▸ **DATA IN THIS EXERCISE**
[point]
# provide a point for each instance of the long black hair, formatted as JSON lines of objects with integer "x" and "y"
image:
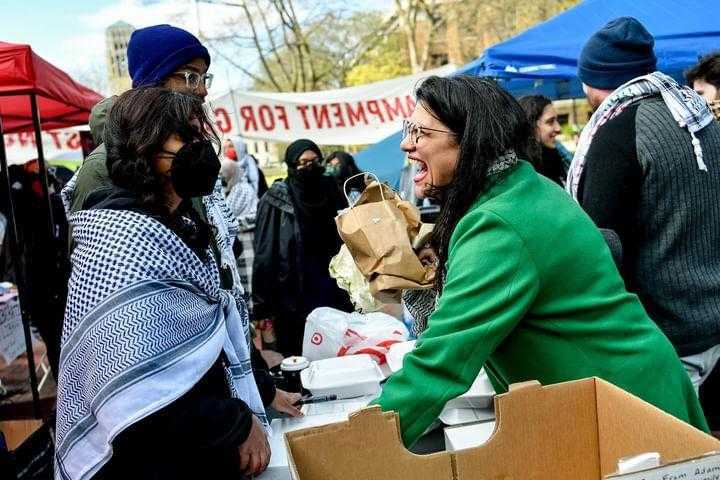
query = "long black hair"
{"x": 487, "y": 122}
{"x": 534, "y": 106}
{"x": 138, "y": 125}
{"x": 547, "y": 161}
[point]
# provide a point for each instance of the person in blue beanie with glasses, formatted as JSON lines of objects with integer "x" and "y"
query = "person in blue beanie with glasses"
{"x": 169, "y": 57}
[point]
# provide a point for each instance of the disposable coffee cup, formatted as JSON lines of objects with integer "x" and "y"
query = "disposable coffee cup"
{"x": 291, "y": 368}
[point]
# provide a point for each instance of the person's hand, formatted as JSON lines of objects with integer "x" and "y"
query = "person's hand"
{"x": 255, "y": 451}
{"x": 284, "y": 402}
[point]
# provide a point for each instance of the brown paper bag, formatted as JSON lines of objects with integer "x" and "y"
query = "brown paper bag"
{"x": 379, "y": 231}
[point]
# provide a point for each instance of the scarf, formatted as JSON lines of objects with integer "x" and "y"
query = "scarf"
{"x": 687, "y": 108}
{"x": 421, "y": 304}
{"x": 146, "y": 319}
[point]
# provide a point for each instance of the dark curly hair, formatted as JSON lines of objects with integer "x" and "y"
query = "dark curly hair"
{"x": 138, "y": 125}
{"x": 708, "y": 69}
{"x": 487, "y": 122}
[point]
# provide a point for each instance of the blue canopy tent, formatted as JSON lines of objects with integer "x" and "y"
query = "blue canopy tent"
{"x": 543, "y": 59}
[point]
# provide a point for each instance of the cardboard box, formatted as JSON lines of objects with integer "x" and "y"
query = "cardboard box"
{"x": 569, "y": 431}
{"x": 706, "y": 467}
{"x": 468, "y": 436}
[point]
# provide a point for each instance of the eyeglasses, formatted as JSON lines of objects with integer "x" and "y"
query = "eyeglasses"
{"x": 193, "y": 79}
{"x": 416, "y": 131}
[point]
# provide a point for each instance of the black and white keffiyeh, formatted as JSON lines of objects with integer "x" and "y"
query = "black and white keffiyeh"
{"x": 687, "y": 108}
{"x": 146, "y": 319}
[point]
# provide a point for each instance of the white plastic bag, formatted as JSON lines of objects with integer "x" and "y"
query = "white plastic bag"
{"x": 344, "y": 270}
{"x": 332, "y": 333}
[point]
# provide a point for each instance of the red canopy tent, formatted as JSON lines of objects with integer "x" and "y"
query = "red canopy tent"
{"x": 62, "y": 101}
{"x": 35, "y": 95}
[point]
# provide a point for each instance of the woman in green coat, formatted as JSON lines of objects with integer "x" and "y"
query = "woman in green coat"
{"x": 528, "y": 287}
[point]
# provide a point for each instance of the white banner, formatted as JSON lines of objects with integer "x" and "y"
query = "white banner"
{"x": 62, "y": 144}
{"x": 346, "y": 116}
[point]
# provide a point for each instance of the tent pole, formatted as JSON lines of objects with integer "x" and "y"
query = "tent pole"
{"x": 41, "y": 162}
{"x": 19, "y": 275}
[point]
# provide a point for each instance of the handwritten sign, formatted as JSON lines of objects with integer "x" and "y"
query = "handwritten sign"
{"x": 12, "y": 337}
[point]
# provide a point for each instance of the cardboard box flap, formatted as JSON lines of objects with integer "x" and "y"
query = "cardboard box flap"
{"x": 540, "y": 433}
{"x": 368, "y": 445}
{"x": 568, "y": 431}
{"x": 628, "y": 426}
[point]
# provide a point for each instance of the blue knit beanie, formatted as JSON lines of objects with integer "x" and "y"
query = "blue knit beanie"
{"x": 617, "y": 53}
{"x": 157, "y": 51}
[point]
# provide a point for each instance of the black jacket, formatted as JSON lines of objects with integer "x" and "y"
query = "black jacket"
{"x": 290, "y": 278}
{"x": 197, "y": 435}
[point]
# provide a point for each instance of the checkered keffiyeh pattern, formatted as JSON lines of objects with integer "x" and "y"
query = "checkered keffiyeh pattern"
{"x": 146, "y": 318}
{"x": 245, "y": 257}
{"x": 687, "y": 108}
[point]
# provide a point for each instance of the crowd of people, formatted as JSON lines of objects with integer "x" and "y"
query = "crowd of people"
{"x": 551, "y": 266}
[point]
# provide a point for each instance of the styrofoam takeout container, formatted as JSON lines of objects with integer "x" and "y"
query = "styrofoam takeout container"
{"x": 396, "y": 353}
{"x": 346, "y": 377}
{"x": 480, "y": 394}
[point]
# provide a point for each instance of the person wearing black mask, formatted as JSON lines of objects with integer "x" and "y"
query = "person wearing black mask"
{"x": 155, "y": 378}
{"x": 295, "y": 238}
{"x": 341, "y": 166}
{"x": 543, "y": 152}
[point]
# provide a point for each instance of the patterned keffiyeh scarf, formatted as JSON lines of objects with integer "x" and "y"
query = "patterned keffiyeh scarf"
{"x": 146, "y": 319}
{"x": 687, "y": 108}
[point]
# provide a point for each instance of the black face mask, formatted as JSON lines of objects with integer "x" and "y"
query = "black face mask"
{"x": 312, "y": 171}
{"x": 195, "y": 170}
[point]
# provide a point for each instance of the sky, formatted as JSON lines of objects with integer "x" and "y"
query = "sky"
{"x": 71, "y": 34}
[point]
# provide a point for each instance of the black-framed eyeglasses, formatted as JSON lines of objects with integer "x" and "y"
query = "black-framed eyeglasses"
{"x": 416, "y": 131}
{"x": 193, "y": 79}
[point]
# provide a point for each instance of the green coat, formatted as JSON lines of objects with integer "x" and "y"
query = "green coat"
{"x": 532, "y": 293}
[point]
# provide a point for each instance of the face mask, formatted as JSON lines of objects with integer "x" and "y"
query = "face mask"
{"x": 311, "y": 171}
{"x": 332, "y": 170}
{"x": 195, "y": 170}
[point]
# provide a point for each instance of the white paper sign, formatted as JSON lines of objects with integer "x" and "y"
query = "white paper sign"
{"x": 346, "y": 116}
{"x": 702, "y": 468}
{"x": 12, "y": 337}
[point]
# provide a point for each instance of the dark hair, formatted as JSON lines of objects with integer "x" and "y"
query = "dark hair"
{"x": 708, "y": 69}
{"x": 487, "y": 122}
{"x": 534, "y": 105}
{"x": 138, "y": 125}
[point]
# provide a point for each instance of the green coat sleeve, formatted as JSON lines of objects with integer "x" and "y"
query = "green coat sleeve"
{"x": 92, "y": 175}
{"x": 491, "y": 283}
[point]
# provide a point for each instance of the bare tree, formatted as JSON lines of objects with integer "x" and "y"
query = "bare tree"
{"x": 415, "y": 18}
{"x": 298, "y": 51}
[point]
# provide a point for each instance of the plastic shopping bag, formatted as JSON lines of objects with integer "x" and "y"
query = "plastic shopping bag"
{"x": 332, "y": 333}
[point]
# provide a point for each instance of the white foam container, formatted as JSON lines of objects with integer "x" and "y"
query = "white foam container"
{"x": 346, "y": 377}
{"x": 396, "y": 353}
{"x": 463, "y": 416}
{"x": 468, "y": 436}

* * *

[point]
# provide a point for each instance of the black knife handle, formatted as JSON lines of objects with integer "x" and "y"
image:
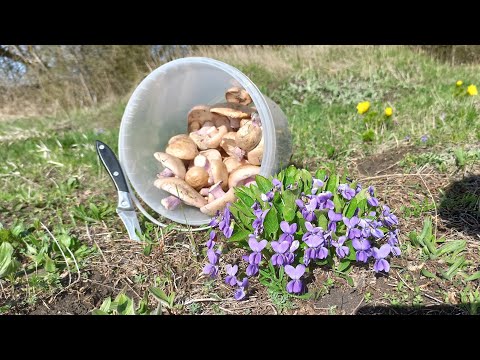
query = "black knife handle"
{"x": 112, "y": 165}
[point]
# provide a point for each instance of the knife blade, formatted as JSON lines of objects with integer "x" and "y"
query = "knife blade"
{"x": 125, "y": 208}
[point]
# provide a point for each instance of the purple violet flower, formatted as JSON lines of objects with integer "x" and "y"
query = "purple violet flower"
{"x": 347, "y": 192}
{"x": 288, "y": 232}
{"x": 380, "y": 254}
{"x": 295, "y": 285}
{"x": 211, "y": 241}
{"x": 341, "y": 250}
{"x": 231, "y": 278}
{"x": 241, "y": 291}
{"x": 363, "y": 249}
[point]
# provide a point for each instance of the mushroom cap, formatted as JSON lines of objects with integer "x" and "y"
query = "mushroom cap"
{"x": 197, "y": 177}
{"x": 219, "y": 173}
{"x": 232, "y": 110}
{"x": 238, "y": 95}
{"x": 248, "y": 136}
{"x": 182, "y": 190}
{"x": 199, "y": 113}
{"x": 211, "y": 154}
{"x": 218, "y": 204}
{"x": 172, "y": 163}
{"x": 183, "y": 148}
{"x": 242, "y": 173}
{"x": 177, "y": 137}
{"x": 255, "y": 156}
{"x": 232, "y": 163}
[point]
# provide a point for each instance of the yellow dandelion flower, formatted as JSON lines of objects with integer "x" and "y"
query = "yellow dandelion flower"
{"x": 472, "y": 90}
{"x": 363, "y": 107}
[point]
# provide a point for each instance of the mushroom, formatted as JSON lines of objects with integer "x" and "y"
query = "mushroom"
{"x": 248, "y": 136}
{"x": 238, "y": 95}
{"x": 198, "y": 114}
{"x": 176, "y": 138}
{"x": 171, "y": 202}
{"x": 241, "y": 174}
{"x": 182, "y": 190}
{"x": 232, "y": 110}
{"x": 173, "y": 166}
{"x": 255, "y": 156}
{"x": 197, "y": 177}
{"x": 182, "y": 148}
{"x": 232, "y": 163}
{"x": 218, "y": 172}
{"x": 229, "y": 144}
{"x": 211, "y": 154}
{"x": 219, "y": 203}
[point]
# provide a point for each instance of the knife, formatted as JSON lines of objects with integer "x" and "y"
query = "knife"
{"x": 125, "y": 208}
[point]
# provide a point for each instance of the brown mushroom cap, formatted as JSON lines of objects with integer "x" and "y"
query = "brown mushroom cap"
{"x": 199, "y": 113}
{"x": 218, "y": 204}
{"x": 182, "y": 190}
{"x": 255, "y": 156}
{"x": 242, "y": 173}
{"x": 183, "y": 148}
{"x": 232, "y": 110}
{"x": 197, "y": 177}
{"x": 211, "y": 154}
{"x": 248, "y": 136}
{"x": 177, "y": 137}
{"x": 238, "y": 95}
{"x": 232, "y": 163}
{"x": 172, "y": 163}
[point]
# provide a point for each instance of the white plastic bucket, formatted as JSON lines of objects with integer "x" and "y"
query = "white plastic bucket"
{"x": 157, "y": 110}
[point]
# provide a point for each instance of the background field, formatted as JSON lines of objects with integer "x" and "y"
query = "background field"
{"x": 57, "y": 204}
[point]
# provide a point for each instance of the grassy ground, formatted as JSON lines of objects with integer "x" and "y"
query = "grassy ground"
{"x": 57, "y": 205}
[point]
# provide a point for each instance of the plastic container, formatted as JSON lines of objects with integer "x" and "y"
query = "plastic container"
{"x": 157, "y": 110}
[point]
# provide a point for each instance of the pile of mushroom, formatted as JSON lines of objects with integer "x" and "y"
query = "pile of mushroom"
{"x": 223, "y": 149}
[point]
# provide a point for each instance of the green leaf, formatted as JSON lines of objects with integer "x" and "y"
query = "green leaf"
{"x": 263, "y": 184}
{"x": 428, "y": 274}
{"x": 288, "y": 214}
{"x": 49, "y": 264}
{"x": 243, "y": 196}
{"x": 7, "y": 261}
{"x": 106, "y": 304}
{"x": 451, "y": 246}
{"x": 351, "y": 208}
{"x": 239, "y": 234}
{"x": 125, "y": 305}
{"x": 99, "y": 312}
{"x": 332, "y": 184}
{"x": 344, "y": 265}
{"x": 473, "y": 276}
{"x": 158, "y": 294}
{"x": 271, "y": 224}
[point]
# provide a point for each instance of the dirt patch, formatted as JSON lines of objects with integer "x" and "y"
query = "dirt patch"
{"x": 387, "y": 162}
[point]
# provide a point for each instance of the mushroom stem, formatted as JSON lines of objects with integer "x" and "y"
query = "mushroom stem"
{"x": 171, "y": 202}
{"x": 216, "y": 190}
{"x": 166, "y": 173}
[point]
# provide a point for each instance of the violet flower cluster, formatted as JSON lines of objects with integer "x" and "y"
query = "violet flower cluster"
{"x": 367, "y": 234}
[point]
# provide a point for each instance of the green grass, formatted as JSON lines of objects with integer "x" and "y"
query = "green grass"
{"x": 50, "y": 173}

▸ **WHAT IS NEEDED**
Above are the records; from them, give again exactly the lines from the one containing "# provide a point for each instance of the checkered" through the one containing "# provide a point for each instance of the person wearing", both included.

▸ **FINISHED TASK**
# provide a point for each instance of the checkered keffiyeh pattern, formatted as JSON lines of objects with integer "x" and "y"
query = "checkered keffiyeh pattern"
{"x": 146, "y": 318}
{"x": 245, "y": 257}
{"x": 687, "y": 108}
[point]
# provide a point for each instance of the crowd of people, formatted as JSON lines of objects with integer "x" and "y"
query = "crowd of people"
{"x": 551, "y": 266}
[point]
# provide a point for each instance of the styrofoam takeout container, formatted as JSON lines of objects with integer "x" and "y"
query = "styrofoam takeout container"
{"x": 396, "y": 353}
{"x": 346, "y": 377}
{"x": 480, "y": 394}
[point]
# provide a point for each instance of the person wearing black mask, formatted as JSON lines of objects with integer "x" and "y"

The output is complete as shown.